• REQUIREMENT
Reproduce all of the data, making sure that no line differs from the original.
== LISTED RECORDS
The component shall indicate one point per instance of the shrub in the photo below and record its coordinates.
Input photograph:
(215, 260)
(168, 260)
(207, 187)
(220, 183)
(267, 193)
====
• REPLY TO THE EXERCISE
The component shall indicate one point per instance of the shrub in the photo below and record its coordinates.
Input photograph:
(215, 260)
(168, 260)
(207, 187)
(220, 183)
(267, 193)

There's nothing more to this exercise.